Changes by Butterflies: Farsighted Forecasting with Group Reservoir Transformer
This addresses the butterfly effect problem in chaotic time series forecasting for applications like weather and air quality prediction, representing a novel architectural improvement.
The paper tackles the challenge of long-term forecasting in chaotic systems by introducing Group Reservoir Transformer, which reduces prediction error by up to 59% compared to state-of-the-art models across multiple time series datasets.
In Chaos, a minor divergence between two initial conditions exhibits exponential amplification over time, leading to far-away outcomes, known as the butterfly effect. Thus, the distant future is full of uncertainty and hard to forecast. We introduce Group Reservoir Transformer to predict long-term events more accurately and robustly by overcoming two challenges in Chaos: (1) the extensive historical sequences and (2) the sensitivity to initial conditions. A reservoir is attached to a Transformer to efficiently handle arbitrarily long historical lengths, with an extension of a group of reservoirs to reduce the sensitivity to the initialization variations. Our architecture consistently outperforms state-of-the-art models in multivariate time series, including TimeLLM, GPT2TS, PatchTST, DLinear, TimeNet, and the baseline Transformer, with an error reduction of up to -59\% in various fields such as ETTh, ETTm, and air quality, demonstrating that an ensemble of butterfly learning can improve the adequacy and certainty of event prediction, despite of the traveling time to the unknown future.

Study material
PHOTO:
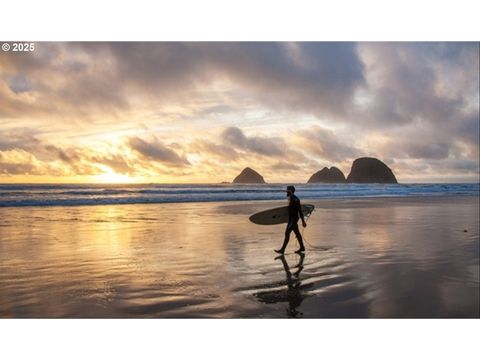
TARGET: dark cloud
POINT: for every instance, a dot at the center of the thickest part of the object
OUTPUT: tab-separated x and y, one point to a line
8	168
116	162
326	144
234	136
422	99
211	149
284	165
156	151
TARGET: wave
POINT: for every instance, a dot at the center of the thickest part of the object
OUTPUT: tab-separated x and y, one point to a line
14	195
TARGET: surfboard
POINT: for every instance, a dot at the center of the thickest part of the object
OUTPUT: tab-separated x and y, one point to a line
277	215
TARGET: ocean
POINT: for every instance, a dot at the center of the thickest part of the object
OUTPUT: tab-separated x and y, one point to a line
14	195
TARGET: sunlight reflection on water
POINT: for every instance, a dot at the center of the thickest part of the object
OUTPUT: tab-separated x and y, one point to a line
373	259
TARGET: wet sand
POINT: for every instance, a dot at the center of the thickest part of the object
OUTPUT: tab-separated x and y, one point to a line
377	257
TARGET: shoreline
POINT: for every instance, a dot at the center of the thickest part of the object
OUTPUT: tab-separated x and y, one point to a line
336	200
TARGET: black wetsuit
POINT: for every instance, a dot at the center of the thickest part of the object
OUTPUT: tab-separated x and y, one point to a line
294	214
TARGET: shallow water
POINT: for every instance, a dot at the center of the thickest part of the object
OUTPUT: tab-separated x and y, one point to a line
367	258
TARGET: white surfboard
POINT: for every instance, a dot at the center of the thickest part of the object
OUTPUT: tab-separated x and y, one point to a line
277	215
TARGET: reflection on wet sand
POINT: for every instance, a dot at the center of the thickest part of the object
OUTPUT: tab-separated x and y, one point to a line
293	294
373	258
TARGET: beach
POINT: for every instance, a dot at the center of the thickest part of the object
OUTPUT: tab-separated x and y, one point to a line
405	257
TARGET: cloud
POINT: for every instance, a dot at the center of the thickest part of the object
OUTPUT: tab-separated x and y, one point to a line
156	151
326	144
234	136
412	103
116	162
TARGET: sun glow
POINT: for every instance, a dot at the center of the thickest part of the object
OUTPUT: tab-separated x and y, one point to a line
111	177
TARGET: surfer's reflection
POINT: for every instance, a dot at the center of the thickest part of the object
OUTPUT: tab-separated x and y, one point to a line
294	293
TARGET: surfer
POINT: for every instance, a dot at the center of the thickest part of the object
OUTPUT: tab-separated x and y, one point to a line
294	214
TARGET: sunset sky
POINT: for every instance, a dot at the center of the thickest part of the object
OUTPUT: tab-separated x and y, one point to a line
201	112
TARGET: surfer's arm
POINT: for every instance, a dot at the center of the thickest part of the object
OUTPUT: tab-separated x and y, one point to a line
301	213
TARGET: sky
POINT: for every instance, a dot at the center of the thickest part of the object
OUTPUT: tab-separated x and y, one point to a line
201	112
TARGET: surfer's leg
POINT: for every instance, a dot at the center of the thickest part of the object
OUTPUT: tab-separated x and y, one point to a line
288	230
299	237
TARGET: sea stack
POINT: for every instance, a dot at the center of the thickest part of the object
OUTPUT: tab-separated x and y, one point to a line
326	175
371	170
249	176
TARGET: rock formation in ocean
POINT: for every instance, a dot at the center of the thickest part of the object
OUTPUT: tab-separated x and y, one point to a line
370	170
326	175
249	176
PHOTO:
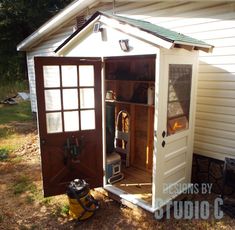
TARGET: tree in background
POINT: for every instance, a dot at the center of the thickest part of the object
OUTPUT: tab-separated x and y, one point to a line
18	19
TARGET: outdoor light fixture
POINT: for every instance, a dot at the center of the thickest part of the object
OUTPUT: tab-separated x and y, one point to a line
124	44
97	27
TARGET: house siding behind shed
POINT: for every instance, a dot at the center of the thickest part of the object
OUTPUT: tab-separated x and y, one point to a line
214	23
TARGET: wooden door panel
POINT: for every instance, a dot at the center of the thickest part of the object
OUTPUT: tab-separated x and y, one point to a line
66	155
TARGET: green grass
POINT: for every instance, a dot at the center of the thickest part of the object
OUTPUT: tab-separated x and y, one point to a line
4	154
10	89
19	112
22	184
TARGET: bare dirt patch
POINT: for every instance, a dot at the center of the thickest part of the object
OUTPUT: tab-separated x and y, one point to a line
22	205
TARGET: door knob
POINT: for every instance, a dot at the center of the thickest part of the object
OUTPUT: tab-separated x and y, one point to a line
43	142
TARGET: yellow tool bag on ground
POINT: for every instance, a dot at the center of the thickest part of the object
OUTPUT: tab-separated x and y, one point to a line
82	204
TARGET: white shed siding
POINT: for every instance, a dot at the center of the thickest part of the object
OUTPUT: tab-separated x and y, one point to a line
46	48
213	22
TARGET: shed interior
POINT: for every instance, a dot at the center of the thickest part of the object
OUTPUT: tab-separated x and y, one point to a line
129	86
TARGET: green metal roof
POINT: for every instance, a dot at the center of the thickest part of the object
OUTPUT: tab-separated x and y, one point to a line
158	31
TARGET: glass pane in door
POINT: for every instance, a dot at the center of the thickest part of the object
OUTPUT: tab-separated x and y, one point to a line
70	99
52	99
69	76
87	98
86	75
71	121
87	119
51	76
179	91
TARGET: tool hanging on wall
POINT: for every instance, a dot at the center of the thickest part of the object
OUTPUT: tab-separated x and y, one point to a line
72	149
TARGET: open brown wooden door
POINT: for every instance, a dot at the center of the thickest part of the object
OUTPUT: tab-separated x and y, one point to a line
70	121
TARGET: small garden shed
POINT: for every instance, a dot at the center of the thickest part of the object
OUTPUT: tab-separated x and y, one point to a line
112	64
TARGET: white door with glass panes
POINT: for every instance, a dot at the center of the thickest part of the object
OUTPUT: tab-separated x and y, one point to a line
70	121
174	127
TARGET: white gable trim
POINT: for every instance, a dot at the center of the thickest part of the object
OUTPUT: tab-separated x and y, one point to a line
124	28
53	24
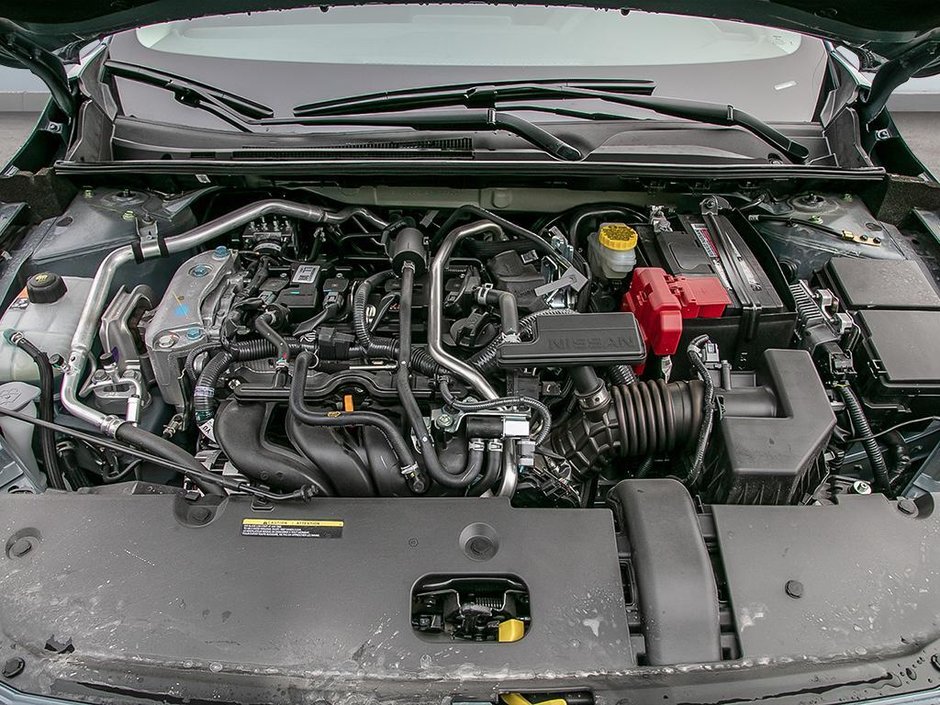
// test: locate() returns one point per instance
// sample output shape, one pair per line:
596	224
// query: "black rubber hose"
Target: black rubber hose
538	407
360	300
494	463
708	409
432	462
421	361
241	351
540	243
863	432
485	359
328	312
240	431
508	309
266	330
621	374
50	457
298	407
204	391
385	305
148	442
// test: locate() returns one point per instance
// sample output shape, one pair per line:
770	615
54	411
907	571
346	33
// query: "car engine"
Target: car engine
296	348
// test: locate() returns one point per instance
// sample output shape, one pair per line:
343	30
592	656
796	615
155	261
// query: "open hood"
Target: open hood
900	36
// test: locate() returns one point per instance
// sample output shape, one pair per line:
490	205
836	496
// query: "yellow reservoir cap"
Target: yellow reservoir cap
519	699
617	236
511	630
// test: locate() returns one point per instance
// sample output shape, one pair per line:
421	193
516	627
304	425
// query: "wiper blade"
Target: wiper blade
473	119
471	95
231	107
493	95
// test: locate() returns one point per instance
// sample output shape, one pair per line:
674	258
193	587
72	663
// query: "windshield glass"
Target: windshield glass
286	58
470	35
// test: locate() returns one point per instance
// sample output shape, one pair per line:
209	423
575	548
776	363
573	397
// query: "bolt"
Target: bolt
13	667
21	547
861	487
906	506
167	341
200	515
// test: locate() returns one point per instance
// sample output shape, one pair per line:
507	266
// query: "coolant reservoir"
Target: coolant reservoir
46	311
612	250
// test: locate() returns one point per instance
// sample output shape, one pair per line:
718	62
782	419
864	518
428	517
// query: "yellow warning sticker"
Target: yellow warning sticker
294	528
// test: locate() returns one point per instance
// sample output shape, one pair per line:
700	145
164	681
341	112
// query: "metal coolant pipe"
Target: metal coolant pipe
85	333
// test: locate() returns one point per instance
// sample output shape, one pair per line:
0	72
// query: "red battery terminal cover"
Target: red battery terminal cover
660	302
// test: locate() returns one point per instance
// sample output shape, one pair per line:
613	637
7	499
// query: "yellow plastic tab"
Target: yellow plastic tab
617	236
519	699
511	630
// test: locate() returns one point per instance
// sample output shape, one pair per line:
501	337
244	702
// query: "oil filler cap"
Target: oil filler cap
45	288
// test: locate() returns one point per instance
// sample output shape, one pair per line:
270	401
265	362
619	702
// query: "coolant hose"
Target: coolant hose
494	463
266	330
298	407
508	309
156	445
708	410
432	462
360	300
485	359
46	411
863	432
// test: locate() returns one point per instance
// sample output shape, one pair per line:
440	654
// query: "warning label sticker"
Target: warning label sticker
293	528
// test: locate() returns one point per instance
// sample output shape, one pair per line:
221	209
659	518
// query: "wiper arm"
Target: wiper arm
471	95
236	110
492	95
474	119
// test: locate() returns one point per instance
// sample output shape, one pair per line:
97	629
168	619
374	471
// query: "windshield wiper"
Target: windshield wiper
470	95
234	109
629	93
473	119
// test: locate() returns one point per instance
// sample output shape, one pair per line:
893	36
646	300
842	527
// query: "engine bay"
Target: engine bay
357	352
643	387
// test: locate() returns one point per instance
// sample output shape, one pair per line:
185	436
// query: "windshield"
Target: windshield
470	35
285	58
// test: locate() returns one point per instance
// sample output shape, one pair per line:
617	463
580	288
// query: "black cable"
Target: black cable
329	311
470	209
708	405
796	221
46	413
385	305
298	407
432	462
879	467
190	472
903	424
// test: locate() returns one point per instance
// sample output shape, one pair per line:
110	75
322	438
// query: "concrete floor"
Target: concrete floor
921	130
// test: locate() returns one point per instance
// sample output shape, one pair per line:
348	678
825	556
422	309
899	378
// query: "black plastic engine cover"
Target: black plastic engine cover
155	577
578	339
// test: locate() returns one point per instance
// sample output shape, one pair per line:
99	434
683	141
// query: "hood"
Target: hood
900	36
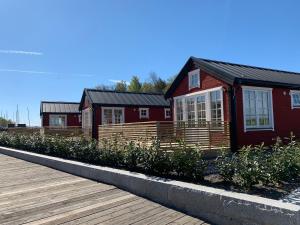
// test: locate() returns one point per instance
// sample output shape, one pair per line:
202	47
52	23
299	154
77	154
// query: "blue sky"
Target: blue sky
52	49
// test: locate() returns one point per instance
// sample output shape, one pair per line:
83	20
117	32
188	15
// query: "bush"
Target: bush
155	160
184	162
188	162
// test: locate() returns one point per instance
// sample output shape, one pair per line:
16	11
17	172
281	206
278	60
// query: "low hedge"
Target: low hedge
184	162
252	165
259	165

Tasks to complete
1/ In the abstract above, what is attached to a Transformer to handle arbitrarily long historical lengths?
2/ Say whether each statement agrees with the abstract above, and quote the words that decide it.
(a) DLinear is one of the models the architecture outperforms.
(b) The group of reservoirs is meant to increase the sensitivity to initialization variations.
(c) The distant future is described as easy to forecast.

Expected outputs
1/ A reservoir is attached to the Transformer.

2/
(a) Yes: "including TimeLLM, GPT2TS, PatchTST, DLinear, TimeNet, and the baseline Transformer"
(b) No: "to reduce the sensitivity to the initialization variations"
(c) No: "the distant future is full of uncertainty and hard to forecast"